*** Opening of Task inputs ***
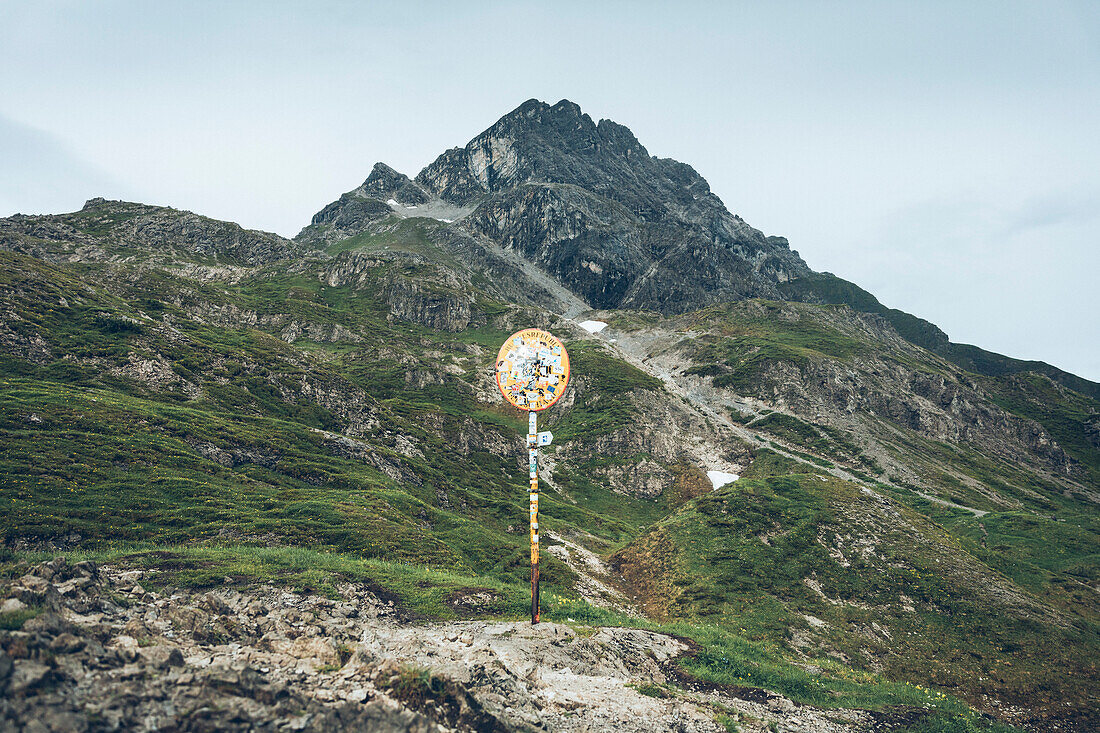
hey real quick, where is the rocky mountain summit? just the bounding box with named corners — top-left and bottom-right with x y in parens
top-left (296, 99), bottom-right (1096, 400)
top-left (299, 99), bottom-right (809, 312)
top-left (0, 198), bottom-right (302, 270)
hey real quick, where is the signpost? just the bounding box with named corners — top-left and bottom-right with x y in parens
top-left (494, 328), bottom-right (571, 624)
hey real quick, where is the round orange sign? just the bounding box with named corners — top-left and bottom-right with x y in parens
top-left (495, 329), bottom-right (570, 412)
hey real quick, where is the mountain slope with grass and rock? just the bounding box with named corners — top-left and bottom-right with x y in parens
top-left (1, 99), bottom-right (1096, 732)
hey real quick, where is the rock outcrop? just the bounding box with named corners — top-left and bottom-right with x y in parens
top-left (0, 199), bottom-right (303, 268)
top-left (301, 99), bottom-right (810, 313)
top-left (1, 558), bottom-right (893, 733)
top-left (295, 163), bottom-right (432, 246)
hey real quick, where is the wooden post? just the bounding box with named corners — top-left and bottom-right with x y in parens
top-left (528, 410), bottom-right (540, 624)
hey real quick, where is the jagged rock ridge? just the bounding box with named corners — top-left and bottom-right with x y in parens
top-left (299, 99), bottom-right (810, 312)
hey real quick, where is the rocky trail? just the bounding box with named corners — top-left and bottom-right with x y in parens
top-left (911, 490), bottom-right (988, 518)
top-left (571, 319), bottom-right (1001, 518)
top-left (1, 558), bottom-right (917, 732)
top-left (569, 320), bottom-right (855, 482)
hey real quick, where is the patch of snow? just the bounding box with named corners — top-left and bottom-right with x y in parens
top-left (578, 320), bottom-right (608, 334)
top-left (406, 204), bottom-right (417, 209)
top-left (386, 198), bottom-right (398, 206)
top-left (441, 218), bottom-right (453, 223)
top-left (707, 470), bottom-right (739, 489)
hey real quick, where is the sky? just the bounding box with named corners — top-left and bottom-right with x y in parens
top-left (2, 1), bottom-right (1098, 380)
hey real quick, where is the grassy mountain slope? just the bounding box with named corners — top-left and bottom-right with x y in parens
top-left (601, 300), bottom-right (1098, 730)
top-left (612, 470), bottom-right (1097, 730)
top-left (1, 201), bottom-right (1096, 732)
top-left (780, 272), bottom-right (1100, 401)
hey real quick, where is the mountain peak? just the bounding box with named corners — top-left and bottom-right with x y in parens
top-left (414, 99), bottom-right (663, 209)
top-left (288, 98), bottom-right (811, 311)
top-left (494, 99), bottom-right (646, 159)
top-left (507, 98), bottom-right (586, 122)
top-left (359, 162), bottom-right (428, 205)
top-left (365, 161), bottom-right (403, 184)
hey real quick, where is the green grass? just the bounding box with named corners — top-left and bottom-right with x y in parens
top-left (320, 216), bottom-right (505, 303)
top-left (746, 413), bottom-right (880, 473)
top-left (0, 606), bottom-right (40, 630)
top-left (682, 301), bottom-right (870, 394)
top-left (612, 473), bottom-right (1099, 728)
top-left (778, 272), bottom-right (950, 353)
top-left (878, 424), bottom-right (1084, 517)
top-left (981, 373), bottom-right (1100, 486)
top-left (717, 713), bottom-right (741, 732)
top-left (552, 340), bottom-right (663, 442)
top-left (0, 543), bottom-right (532, 620)
top-left (548, 460), bottom-right (675, 542)
top-left (0, 272), bottom-right (687, 588)
top-left (0, 372), bottom-right (585, 590)
top-left (778, 272), bottom-right (1100, 404)
top-left (740, 448), bottom-right (826, 479)
top-left (630, 682), bottom-right (670, 698)
top-left (937, 510), bottom-right (1100, 619)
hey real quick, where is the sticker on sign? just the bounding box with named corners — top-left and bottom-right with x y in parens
top-left (494, 329), bottom-right (571, 412)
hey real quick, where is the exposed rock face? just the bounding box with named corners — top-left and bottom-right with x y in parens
top-left (462, 184), bottom-right (647, 308)
top-left (1, 558), bottom-right (890, 733)
top-left (305, 248), bottom-right (477, 332)
top-left (304, 193), bottom-right (391, 244)
top-left (360, 163), bottom-right (431, 205)
top-left (380, 265), bottom-right (475, 333)
top-left (418, 99), bottom-right (725, 219)
top-left (761, 356), bottom-right (1075, 474)
top-left (556, 380), bottom-right (750, 500)
top-left (0, 558), bottom-right (452, 731)
top-left (299, 99), bottom-right (810, 313)
top-left (110, 206), bottom-right (299, 267)
top-left (600, 299), bottom-right (1080, 481)
top-left (413, 99), bottom-right (810, 312)
top-left (296, 163), bottom-right (433, 246)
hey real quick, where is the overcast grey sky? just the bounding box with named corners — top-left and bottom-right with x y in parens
top-left (2, 0), bottom-right (1098, 380)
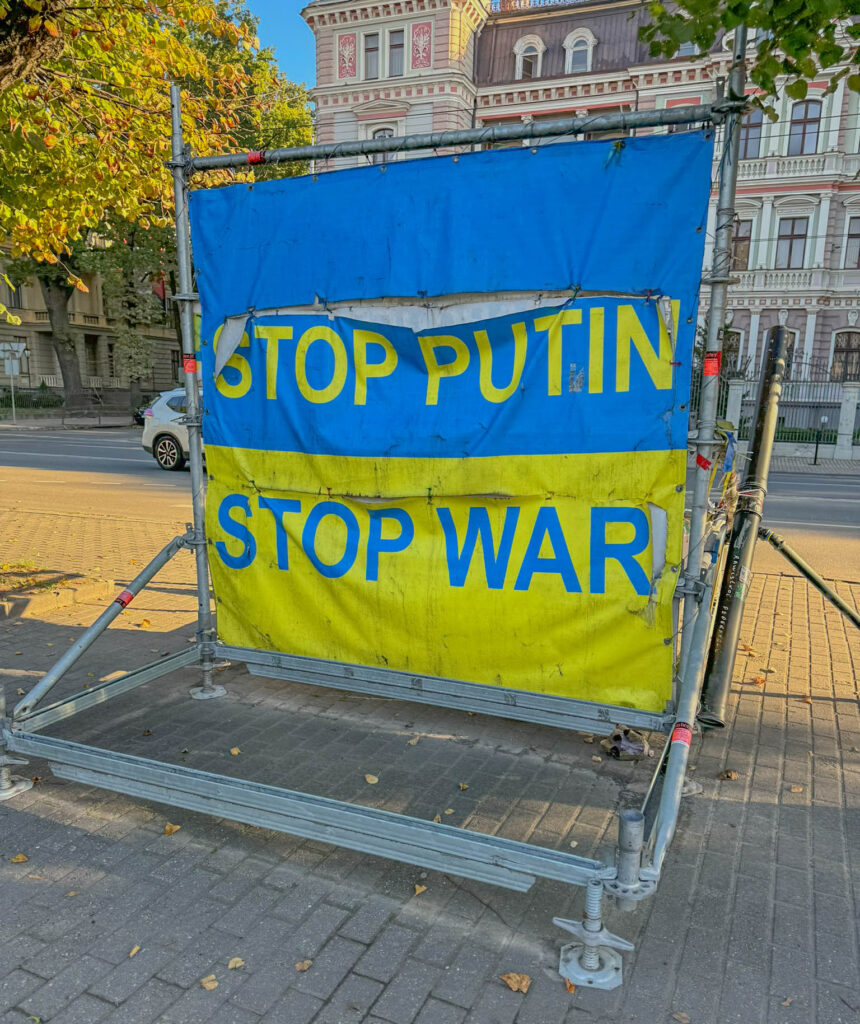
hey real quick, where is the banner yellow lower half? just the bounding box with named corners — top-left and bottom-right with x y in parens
top-left (205, 446), bottom-right (684, 712)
*** Close of Task inputs ***
What is being asked |
A word-for-word copy of every entry, with the pictures left out, is the required answer.

Exercise answer |
hey real quick, where is the rocky mountain summit? just the bounding box with named corners — top-left and bottom-right with x y in parens
top-left (296, 99), bottom-right (1096, 400)
top-left (299, 99), bottom-right (809, 312)
top-left (0, 198), bottom-right (302, 270)
hey real quick, where is the signpost? just the bounding box with named corners — top-left and bottom-right with x y in parens
top-left (494, 328), bottom-right (571, 624)
hey real quick, where is the round orange sign? just the bounding box with named corners — top-left and bottom-right with x y in parens
top-left (495, 329), bottom-right (570, 412)
hey real quick, where is the mountain slope with grass and rock? just the bounding box with named corners — top-left and bottom-right with x y in parens
top-left (1, 99), bottom-right (1096, 732)
hey real quick, where is the rock outcrop? just the bounding box with named corners — top-left and bottom-right with x y in parens
top-left (0, 199), bottom-right (303, 268)
top-left (301, 99), bottom-right (810, 313)
top-left (1, 558), bottom-right (893, 733)
top-left (295, 163), bottom-right (432, 246)
hey real quick, where is the wooden post? just the bounding box with named corners — top-left and bottom-right with x y in parens
top-left (528, 410), bottom-right (540, 624)
hey real quick, where is the jagged rock ridge? just the bounding box with named corners — top-left and bottom-right with x y in parens
top-left (299, 99), bottom-right (810, 312)
hey real quick, where is the rocky trail? just the bounding box with named corners — top-left and bottom-right with x y in parens
top-left (911, 490), bottom-right (988, 518)
top-left (571, 319), bottom-right (1001, 518)
top-left (1, 558), bottom-right (917, 732)
top-left (569, 320), bottom-right (855, 482)
hey real quick, where is the patch of snow? just the bounding box with named corners — top-left and bottom-right with x y in parens
top-left (578, 320), bottom-right (608, 334)
top-left (406, 204), bottom-right (417, 209)
top-left (386, 198), bottom-right (398, 206)
top-left (441, 218), bottom-right (453, 223)
top-left (707, 470), bottom-right (739, 489)
hey real quick, where is the sky? just the bounding box with named corners — top-left and bottom-right with x y in parens
top-left (2, 1), bottom-right (1098, 380)
hey real quick, where is the grassy mountain slope? just the bounding box with named corners — top-left and bottom-right with x y in parens
top-left (601, 300), bottom-right (1098, 730)
top-left (612, 470), bottom-right (1097, 730)
top-left (1, 201), bottom-right (1096, 732)
top-left (780, 272), bottom-right (1100, 401)
hey real quick, where is the mountain peak? just the bounding box with named corners — top-left and bottom-right with x y in parens
top-left (414, 99), bottom-right (663, 209)
top-left (288, 98), bottom-right (811, 311)
top-left (494, 99), bottom-right (646, 159)
top-left (507, 98), bottom-right (586, 122)
top-left (359, 162), bottom-right (428, 205)
top-left (365, 161), bottom-right (403, 184)
hey real quick, where is the green grass? just the bounding box with named corners — top-left and bottom-right with x y in parens
top-left (320, 216), bottom-right (505, 303)
top-left (746, 413), bottom-right (880, 473)
top-left (0, 606), bottom-right (40, 630)
top-left (682, 301), bottom-right (870, 394)
top-left (612, 473), bottom-right (1099, 728)
top-left (778, 272), bottom-right (950, 353)
top-left (878, 424), bottom-right (1084, 517)
top-left (981, 373), bottom-right (1100, 486)
top-left (717, 713), bottom-right (741, 732)
top-left (552, 340), bottom-right (663, 442)
top-left (0, 543), bottom-right (532, 620)
top-left (548, 460), bottom-right (675, 542)
top-left (0, 272), bottom-right (687, 588)
top-left (0, 372), bottom-right (585, 590)
top-left (778, 272), bottom-right (1100, 404)
top-left (740, 448), bottom-right (826, 479)
top-left (630, 682), bottom-right (670, 698)
top-left (937, 510), bottom-right (1100, 619)
hey real quick, where is the sticker on sign? just the bounding box with named corners — top-left and bottom-right with x y in parens
top-left (494, 329), bottom-right (571, 412)
hey real quick, where is the exposed rock face? just the bounding box with named corners — top-left and bottom-right with x y in parens
top-left (462, 184), bottom-right (647, 308)
top-left (1, 558), bottom-right (890, 733)
top-left (305, 248), bottom-right (477, 332)
top-left (304, 193), bottom-right (391, 244)
top-left (360, 163), bottom-right (431, 205)
top-left (380, 265), bottom-right (475, 333)
top-left (418, 99), bottom-right (725, 219)
top-left (761, 356), bottom-right (1075, 474)
top-left (556, 380), bottom-right (750, 500)
top-left (0, 558), bottom-right (452, 731)
top-left (299, 99), bottom-right (810, 313)
top-left (110, 206), bottom-right (299, 267)
top-left (600, 299), bottom-right (1080, 481)
top-left (413, 99), bottom-right (810, 312)
top-left (296, 163), bottom-right (433, 246)
hey real quick, where is the overcast grey sky? just the bounding box with named corners — top-left and bottom-right with x y in parens
top-left (2, 0), bottom-right (1098, 380)
hey real quick, where is the banner yellow lower half? just the bounding box with named corners — top-left and bottom-right with x y in parens
top-left (205, 446), bottom-right (684, 712)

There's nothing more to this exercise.